> _Records shown_

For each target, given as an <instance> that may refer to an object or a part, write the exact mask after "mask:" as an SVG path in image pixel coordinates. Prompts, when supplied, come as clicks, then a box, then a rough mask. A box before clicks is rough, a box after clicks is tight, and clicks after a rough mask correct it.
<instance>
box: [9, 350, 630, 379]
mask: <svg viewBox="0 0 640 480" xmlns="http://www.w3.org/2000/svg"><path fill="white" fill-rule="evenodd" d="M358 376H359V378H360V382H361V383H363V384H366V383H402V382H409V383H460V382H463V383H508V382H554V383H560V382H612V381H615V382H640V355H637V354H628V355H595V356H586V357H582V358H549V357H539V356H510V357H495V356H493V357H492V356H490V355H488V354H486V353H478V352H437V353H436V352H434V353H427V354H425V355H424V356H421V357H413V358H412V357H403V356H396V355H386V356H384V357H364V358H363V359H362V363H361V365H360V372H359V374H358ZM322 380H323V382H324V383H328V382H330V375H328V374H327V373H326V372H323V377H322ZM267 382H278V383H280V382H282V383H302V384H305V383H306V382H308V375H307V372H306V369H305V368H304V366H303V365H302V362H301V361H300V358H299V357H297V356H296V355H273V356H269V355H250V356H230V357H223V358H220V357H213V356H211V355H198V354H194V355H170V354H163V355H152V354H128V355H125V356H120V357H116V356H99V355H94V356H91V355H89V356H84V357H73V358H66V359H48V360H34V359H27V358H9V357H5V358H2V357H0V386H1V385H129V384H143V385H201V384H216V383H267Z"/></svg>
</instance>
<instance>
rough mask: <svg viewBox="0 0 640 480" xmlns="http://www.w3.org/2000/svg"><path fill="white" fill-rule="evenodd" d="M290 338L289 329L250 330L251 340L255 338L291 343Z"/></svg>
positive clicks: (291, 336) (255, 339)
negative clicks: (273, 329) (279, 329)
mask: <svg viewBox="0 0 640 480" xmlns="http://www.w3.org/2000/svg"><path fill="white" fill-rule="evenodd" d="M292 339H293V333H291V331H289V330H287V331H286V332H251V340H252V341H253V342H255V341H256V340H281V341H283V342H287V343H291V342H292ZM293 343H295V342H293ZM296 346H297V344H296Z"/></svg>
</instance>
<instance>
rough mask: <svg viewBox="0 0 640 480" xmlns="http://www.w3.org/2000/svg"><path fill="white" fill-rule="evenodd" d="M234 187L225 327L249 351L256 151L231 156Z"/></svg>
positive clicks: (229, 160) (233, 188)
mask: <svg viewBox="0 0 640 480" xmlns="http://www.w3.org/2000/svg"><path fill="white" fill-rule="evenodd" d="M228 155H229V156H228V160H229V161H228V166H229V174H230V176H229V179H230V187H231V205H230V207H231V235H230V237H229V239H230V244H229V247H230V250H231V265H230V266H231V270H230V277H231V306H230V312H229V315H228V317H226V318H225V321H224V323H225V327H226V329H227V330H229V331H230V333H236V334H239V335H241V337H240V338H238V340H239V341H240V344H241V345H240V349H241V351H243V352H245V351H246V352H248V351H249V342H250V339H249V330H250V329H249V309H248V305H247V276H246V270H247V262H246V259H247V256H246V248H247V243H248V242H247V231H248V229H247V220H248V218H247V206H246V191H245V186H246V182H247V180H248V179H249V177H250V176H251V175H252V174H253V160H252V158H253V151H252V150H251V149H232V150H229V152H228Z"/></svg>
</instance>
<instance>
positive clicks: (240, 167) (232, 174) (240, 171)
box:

> _Assignment_
Every line in the material must be retyped exactly, with none omitted.

> _Solution for this problem_
For each target, given as an <instance> that may refer to an object or a part, write the exact mask after "mask:" as an SVG path in image pixel coordinates. Prompts, when supplied, come as clicks, then a box, then a rough mask. A box before clicks is rough, a box after clicks is tight, and clicks after a rough mask correct it.
<instance>
box: [9, 350, 630, 379]
mask: <svg viewBox="0 0 640 480" xmlns="http://www.w3.org/2000/svg"><path fill="white" fill-rule="evenodd" d="M358 376H359V378H360V382H361V383H363V384H366V383H402V382H409V383H460V382H463V383H508V382H554V383H560V382H612V381H615V382H640V355H637V354H628V355H595V356H586V357H582V358H549V357H539V356H510V357H495V356H493V357H492V356H490V355H488V354H486V353H478V352H437V353H436V352H434V353H427V354H425V355H424V356H421V357H413V358H412V357H403V356H396V355H386V356H384V357H364V358H363V359H362V363H361V365H360V372H359V374H358ZM322 380H323V382H324V383H328V382H330V375H328V374H327V373H326V372H323V377H322ZM267 382H278V383H280V382H282V383H302V384H305V383H306V382H308V375H307V372H306V369H305V368H304V366H303V365H302V362H301V361H300V358H299V357H297V356H296V355H273V356H269V355H250V356H230V357H223V358H220V357H213V356H211V355H198V354H194V355H170V354H163V355H152V354H128V355H125V356H120V357H116V356H99V355H94V356H91V355H89V356H84V357H73V358H66V359H48V360H34V359H27V358H9V357H5V358H2V357H0V386H1V385H129V384H143V385H201V384H216V383H267Z"/></svg>
</instance>
<instance>
rough mask: <svg viewBox="0 0 640 480" xmlns="http://www.w3.org/2000/svg"><path fill="white" fill-rule="evenodd" d="M290 338L289 329L250 330L251 340L255 338L291 343Z"/></svg>
positive clicks: (291, 336) (255, 339)
negative clicks: (273, 329) (279, 329)
mask: <svg viewBox="0 0 640 480" xmlns="http://www.w3.org/2000/svg"><path fill="white" fill-rule="evenodd" d="M292 339H293V333H291V331H289V330H287V331H286V332H251V340H252V341H253V342H255V341H256V340H281V341H283V342H287V343H291V342H292ZM293 343H295V342H293ZM296 346H297V344H296Z"/></svg>
</instance>
<instance>
rough mask: <svg viewBox="0 0 640 480" xmlns="http://www.w3.org/2000/svg"><path fill="white" fill-rule="evenodd" d="M234 187L225 327L249 351L256 151L231 156Z"/></svg>
positive clicks: (229, 160) (233, 188)
mask: <svg viewBox="0 0 640 480" xmlns="http://www.w3.org/2000/svg"><path fill="white" fill-rule="evenodd" d="M228 155H229V156H228V160H229V161H228V166H229V174H230V176H229V179H230V187H231V205H230V207H231V235H230V237H229V239H230V244H229V247H230V250H231V265H230V266H231V270H230V277H231V306H230V312H229V315H228V317H226V318H225V321H224V323H225V327H226V329H227V330H229V331H230V333H236V334H239V335H241V337H240V338H238V340H239V341H240V344H241V345H240V349H241V351H243V352H245V351H246V352H248V351H249V342H250V339H249V330H250V329H249V309H248V305H247V276H246V270H247V262H246V259H247V256H246V248H247V243H248V242H247V231H248V229H247V220H248V218H247V206H246V191H245V186H246V182H247V180H248V179H249V177H250V176H251V175H252V174H253V160H252V158H253V151H252V150H251V149H232V150H229V152H228Z"/></svg>
</instance>
<instance>
positive clicks: (240, 167) (232, 174) (240, 171)
box:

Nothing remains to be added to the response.